## Task directions
Copy the items below word for word, starting with their first line and stopping after the line that contains "[[117, 212, 450, 300]]". Omit the pictures.

┏━━

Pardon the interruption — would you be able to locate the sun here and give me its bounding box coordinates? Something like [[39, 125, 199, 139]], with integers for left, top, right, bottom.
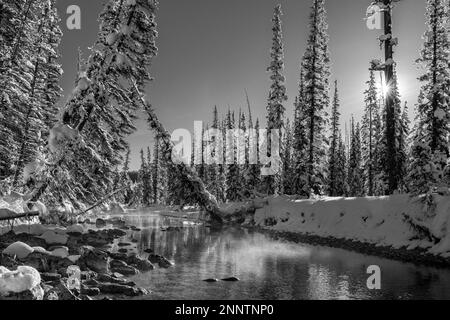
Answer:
[[377, 82, 391, 97]]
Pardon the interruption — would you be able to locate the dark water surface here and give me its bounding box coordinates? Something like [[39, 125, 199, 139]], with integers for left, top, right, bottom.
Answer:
[[110, 212, 450, 300]]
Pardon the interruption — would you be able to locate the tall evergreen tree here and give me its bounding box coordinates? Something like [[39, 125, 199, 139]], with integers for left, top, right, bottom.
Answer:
[[347, 120, 364, 197], [302, 0, 330, 194], [225, 111, 241, 201], [361, 69, 381, 196], [264, 5, 287, 194], [292, 67, 309, 196], [409, 0, 450, 194], [328, 80, 341, 197], [32, 0, 157, 210], [13, 1, 62, 186], [0, 0, 40, 178], [140, 149, 152, 207], [335, 133, 348, 196], [282, 119, 294, 195]]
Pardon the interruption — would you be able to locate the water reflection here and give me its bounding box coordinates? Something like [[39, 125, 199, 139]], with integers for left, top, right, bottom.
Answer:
[[113, 213, 450, 299]]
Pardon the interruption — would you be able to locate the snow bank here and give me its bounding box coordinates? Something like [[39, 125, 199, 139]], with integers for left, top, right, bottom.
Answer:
[[248, 195, 450, 257], [2, 241, 34, 259], [0, 266, 41, 295]]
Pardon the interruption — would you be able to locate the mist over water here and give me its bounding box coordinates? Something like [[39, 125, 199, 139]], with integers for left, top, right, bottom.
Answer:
[[117, 212, 450, 300]]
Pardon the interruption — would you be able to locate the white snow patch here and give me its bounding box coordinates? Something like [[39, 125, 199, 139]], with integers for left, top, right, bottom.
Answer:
[[39, 230, 68, 244], [0, 266, 41, 295], [3, 241, 34, 259], [234, 195, 450, 254]]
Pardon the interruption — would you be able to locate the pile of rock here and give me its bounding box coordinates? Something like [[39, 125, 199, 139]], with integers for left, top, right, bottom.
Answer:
[[0, 220, 155, 300]]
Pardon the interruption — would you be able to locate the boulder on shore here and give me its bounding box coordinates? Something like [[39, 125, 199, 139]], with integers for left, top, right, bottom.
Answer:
[[3, 241, 34, 259]]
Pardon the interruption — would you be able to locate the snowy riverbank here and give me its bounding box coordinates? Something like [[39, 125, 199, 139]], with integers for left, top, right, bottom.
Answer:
[[223, 195, 450, 258]]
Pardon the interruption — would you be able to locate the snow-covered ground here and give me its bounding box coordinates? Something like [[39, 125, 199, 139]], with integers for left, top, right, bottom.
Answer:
[[222, 195, 450, 257]]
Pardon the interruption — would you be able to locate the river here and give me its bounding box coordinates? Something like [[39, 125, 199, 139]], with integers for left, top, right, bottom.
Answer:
[[108, 212, 450, 300]]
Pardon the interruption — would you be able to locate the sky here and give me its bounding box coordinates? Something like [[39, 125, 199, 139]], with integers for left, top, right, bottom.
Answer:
[[57, 0, 426, 169]]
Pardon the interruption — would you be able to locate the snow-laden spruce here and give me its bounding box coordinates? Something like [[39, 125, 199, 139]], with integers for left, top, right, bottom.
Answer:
[[221, 194, 450, 257]]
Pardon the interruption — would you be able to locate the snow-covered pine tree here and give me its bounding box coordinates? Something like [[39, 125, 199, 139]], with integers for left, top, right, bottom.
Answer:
[[32, 0, 157, 210], [406, 115, 439, 196], [236, 111, 250, 198], [327, 80, 341, 197], [263, 5, 287, 194], [41, 0, 63, 131], [152, 135, 163, 204], [225, 111, 241, 201], [282, 119, 294, 195], [292, 67, 309, 196], [302, 0, 330, 195], [0, 0, 39, 178], [207, 106, 223, 201], [397, 101, 410, 192], [245, 91, 261, 195], [347, 119, 364, 197], [138, 149, 153, 207], [335, 132, 348, 196], [13, 1, 62, 187], [361, 69, 381, 196], [409, 0, 450, 194], [116, 146, 133, 204], [246, 117, 261, 194]]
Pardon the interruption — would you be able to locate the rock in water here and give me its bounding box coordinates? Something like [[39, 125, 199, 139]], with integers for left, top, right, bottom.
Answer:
[[39, 230, 68, 244], [95, 218, 106, 228], [109, 260, 139, 276], [50, 247, 69, 258], [77, 246, 109, 273], [148, 254, 174, 268], [3, 241, 34, 259], [0, 266, 43, 296], [67, 224, 84, 233], [220, 277, 239, 282]]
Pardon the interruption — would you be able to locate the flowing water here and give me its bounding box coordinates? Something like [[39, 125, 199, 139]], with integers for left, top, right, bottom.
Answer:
[[110, 212, 450, 300]]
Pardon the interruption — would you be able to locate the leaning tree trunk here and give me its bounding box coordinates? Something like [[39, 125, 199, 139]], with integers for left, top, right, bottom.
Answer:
[[134, 85, 223, 223], [27, 0, 223, 223]]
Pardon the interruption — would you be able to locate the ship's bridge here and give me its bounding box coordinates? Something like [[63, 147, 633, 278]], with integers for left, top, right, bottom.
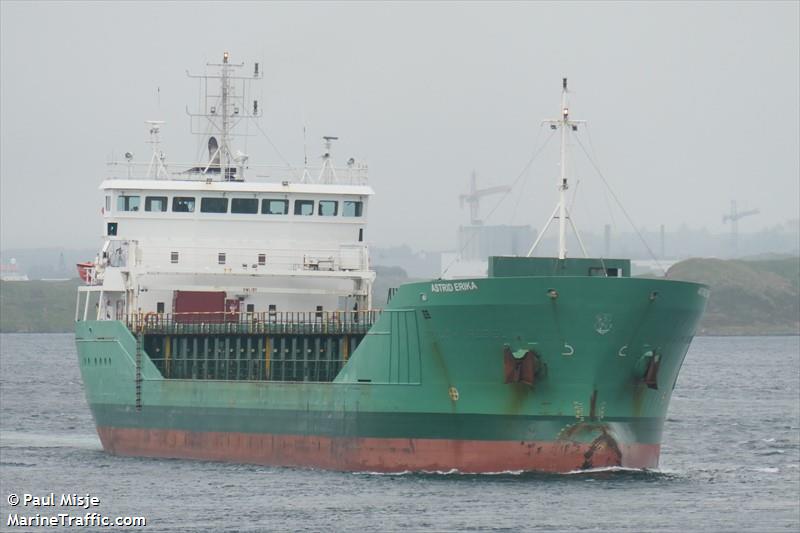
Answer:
[[83, 171, 375, 324]]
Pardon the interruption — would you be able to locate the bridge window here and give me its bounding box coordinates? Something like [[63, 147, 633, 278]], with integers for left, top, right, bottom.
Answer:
[[172, 196, 194, 213], [231, 198, 258, 215], [144, 196, 167, 211], [117, 195, 139, 211], [261, 198, 289, 215], [342, 200, 364, 217], [200, 198, 228, 213], [317, 200, 339, 217], [294, 200, 314, 216]]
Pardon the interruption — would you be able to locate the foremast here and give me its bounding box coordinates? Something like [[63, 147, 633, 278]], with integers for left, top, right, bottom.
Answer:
[[528, 78, 589, 259]]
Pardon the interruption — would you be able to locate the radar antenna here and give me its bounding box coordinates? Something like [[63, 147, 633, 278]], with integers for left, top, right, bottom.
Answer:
[[317, 135, 339, 183], [145, 120, 167, 178]]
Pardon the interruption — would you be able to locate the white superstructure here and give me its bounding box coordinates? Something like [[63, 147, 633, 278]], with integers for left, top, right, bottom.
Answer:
[[78, 52, 375, 320]]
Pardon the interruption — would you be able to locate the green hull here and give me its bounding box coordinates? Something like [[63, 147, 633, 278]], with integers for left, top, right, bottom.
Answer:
[[76, 270, 708, 472]]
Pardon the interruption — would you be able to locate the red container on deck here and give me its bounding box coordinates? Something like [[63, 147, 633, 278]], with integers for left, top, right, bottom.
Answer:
[[173, 291, 225, 324]]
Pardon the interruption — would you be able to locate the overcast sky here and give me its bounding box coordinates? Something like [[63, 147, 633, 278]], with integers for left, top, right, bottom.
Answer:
[[0, 0, 800, 249]]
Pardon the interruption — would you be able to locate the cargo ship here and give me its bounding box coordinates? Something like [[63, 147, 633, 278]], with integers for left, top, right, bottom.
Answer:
[[75, 53, 709, 473]]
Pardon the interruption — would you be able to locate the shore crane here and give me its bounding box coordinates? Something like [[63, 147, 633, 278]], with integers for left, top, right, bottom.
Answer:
[[722, 200, 760, 257], [458, 170, 511, 226]]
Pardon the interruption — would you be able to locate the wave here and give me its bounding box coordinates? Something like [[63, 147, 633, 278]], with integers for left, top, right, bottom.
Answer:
[[0, 430, 103, 450]]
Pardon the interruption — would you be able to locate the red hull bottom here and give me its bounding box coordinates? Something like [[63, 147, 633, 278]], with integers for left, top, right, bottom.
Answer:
[[98, 427, 661, 473]]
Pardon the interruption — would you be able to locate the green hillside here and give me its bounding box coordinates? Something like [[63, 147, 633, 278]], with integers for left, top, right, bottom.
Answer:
[[667, 257, 800, 335]]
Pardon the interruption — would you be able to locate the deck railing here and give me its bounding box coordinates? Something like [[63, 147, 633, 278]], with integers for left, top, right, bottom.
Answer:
[[125, 309, 380, 335]]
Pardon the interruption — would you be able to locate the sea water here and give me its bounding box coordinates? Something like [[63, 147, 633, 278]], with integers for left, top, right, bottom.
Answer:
[[0, 334, 800, 532]]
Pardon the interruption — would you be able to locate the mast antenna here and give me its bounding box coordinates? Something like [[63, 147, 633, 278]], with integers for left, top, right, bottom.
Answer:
[[528, 78, 589, 259]]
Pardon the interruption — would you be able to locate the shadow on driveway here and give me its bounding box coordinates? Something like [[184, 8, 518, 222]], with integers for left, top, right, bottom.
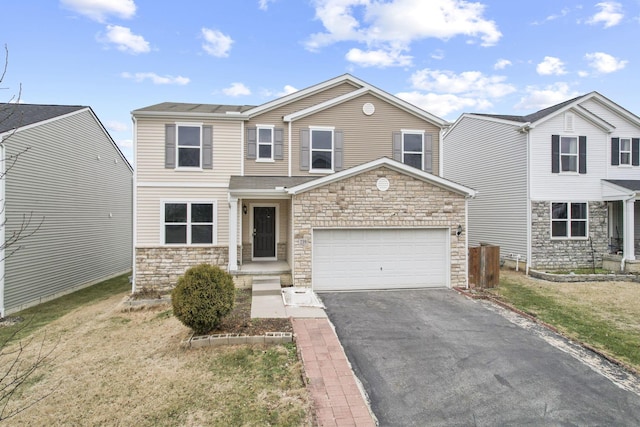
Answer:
[[320, 289, 640, 426]]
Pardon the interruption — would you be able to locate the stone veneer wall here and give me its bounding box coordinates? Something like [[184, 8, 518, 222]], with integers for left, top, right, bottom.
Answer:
[[292, 167, 467, 286], [136, 246, 229, 289], [531, 202, 608, 270]]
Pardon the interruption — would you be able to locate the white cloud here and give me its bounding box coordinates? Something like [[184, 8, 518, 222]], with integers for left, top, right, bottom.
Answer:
[[587, 1, 624, 28], [100, 25, 151, 55], [584, 52, 629, 74], [222, 82, 251, 96], [105, 120, 129, 132], [202, 28, 233, 58], [493, 59, 513, 70], [396, 91, 492, 117], [305, 0, 502, 66], [60, 0, 136, 22], [536, 56, 567, 76], [411, 68, 516, 98], [120, 72, 191, 86], [345, 48, 413, 68], [515, 82, 580, 111]]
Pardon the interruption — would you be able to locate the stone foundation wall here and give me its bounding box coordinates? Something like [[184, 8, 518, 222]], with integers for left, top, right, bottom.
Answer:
[[135, 246, 229, 289], [292, 167, 467, 286], [531, 202, 608, 270]]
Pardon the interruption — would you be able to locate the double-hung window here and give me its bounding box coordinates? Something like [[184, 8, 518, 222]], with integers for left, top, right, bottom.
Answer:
[[551, 203, 587, 239], [560, 136, 578, 172], [310, 128, 333, 172], [163, 202, 216, 245], [176, 124, 202, 168], [257, 126, 273, 161], [402, 131, 424, 169]]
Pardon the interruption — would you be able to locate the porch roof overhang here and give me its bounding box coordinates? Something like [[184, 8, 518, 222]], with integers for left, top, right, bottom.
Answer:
[[229, 176, 317, 199], [601, 179, 640, 201]]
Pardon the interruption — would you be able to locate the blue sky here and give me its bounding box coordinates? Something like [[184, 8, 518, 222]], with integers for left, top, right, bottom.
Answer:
[[0, 0, 640, 164]]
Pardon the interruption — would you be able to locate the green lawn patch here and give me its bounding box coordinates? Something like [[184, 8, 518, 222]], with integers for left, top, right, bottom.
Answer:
[[492, 279, 640, 370], [0, 273, 131, 343]]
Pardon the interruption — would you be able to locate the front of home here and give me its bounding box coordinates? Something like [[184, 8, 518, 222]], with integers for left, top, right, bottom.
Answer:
[[443, 92, 640, 270], [133, 75, 475, 290]]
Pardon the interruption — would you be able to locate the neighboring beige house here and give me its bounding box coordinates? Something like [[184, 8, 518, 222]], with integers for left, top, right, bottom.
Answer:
[[132, 74, 475, 290], [0, 104, 133, 318]]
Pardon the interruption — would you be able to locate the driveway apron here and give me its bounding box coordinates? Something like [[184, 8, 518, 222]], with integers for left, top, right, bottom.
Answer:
[[320, 289, 640, 426]]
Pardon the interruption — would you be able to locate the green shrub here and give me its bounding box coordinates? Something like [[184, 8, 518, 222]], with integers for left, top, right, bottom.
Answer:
[[171, 264, 235, 334]]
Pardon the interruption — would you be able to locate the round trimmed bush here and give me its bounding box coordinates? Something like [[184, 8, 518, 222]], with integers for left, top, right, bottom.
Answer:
[[171, 264, 235, 334]]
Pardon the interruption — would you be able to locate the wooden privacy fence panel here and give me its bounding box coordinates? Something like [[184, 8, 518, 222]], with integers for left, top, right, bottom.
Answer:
[[469, 245, 500, 288]]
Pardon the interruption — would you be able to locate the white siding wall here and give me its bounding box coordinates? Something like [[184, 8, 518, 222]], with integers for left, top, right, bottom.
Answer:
[[443, 117, 527, 257], [5, 111, 132, 312], [530, 114, 609, 201]]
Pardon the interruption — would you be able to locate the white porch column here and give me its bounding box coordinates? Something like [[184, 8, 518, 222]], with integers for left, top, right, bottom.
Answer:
[[623, 199, 636, 261], [228, 196, 238, 271]]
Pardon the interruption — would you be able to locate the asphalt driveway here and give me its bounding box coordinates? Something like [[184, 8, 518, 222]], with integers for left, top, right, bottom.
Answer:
[[320, 289, 640, 426]]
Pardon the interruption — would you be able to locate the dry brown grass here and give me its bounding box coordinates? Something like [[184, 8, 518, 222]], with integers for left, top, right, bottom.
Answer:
[[0, 294, 310, 426]]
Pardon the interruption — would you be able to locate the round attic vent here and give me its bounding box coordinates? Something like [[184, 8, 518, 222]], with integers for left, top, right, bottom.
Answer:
[[376, 178, 390, 191], [362, 102, 376, 116]]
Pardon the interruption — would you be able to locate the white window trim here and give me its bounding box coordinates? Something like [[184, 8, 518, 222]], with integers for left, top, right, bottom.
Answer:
[[309, 126, 336, 174], [256, 125, 276, 163], [160, 199, 218, 248], [400, 129, 425, 170], [176, 122, 203, 171], [618, 137, 633, 168], [549, 200, 589, 240], [558, 135, 580, 176]]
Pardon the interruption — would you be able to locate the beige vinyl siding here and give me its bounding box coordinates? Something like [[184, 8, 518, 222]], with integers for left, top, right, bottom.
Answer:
[[443, 117, 527, 258], [136, 187, 229, 247], [244, 82, 359, 176], [4, 110, 132, 312], [291, 94, 440, 176], [136, 118, 242, 185]]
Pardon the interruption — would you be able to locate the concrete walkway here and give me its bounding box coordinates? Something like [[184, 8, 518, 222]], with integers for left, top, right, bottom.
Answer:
[[251, 276, 376, 427]]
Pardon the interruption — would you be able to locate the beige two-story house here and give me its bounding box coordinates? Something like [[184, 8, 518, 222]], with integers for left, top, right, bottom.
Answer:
[[132, 74, 475, 290]]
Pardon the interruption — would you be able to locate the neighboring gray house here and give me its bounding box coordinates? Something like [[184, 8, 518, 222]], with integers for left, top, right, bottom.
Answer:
[[0, 104, 133, 317], [443, 92, 640, 271]]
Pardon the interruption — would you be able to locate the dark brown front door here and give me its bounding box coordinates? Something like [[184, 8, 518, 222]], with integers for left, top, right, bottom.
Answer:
[[253, 206, 276, 258]]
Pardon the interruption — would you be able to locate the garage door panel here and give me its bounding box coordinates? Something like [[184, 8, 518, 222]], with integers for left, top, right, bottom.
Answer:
[[313, 229, 448, 290]]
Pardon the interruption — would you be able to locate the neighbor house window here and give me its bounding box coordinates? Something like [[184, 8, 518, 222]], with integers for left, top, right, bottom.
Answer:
[[164, 202, 215, 245], [257, 126, 273, 160], [311, 129, 333, 171], [177, 125, 202, 168], [620, 138, 631, 165], [402, 132, 424, 169], [551, 203, 587, 238]]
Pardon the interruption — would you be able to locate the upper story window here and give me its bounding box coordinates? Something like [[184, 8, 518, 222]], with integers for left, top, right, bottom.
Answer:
[[402, 131, 424, 169], [310, 128, 333, 172], [176, 124, 202, 168], [551, 135, 587, 174], [257, 126, 273, 160], [163, 202, 216, 245], [551, 203, 587, 238]]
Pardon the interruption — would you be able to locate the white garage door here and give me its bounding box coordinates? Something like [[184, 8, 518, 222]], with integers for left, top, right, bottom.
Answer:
[[312, 229, 449, 291]]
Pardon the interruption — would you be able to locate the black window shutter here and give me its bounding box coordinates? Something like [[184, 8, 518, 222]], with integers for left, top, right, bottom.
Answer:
[[611, 138, 620, 166], [273, 128, 284, 160], [578, 136, 587, 173], [551, 135, 560, 173], [247, 128, 258, 160], [333, 130, 344, 172], [202, 126, 213, 169], [164, 125, 176, 169], [300, 129, 310, 171], [392, 132, 402, 162]]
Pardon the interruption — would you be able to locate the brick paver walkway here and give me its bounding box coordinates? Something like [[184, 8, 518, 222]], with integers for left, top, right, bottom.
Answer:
[[292, 318, 376, 427]]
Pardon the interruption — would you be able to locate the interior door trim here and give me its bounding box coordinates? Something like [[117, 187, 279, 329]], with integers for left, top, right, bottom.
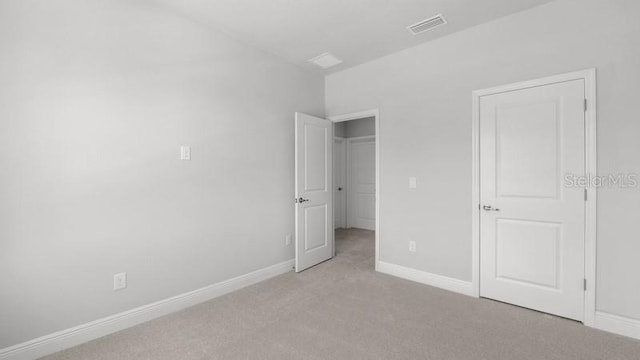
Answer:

┗━━

## Right answer
Pardon the interruption — would you be able to locate the sun here and give me its bounding box coordinates? Something like [[39, 125, 199, 139]], with integers for left, top, right, bottom.
Answer:
[[377, 82, 391, 97]]
Pardon the interruption — would you be able to locate the dark water surface here and give me its bounding box coordinates? Something like [[39, 125, 199, 139]], with integers for left, top, right, bottom.
Answer:
[[110, 212, 450, 300]]
Pardon the interruption — would you be able to locate the tall evergreen tree here and give me its bounding box coordinates? Something like [[39, 125, 199, 139]], with integers for left, top, right, bottom.
Answer:
[[347, 120, 364, 197], [302, 0, 330, 194], [225, 111, 241, 201], [361, 69, 381, 196], [264, 5, 287, 194], [292, 67, 309, 196], [409, 0, 450, 194], [328, 80, 341, 197], [32, 0, 157, 210], [13, 1, 62, 186], [0, 0, 40, 178], [140, 149, 152, 207], [335, 133, 348, 196], [282, 119, 294, 195]]
Pardon the interruption — would you be able to locate the water reflection here and give me its bounding box coordinates? Something like [[39, 125, 199, 139]], with integers for left, top, right, bottom.
Answer:
[[113, 213, 450, 299]]
Pardon the interruption — would you be able to locate the snow bank here and give me its bounding box coordinates? Something like [[39, 125, 199, 139]], with integers for left, top, right, bottom.
Answer:
[[248, 195, 450, 257], [2, 241, 34, 259], [0, 266, 41, 295]]
Pardon the interruption — would you be able to locate the mist over water here and give me its bounding box coordinates? Something like [[39, 125, 199, 139]], with integers for left, top, right, bottom.
Answer:
[[117, 212, 450, 300]]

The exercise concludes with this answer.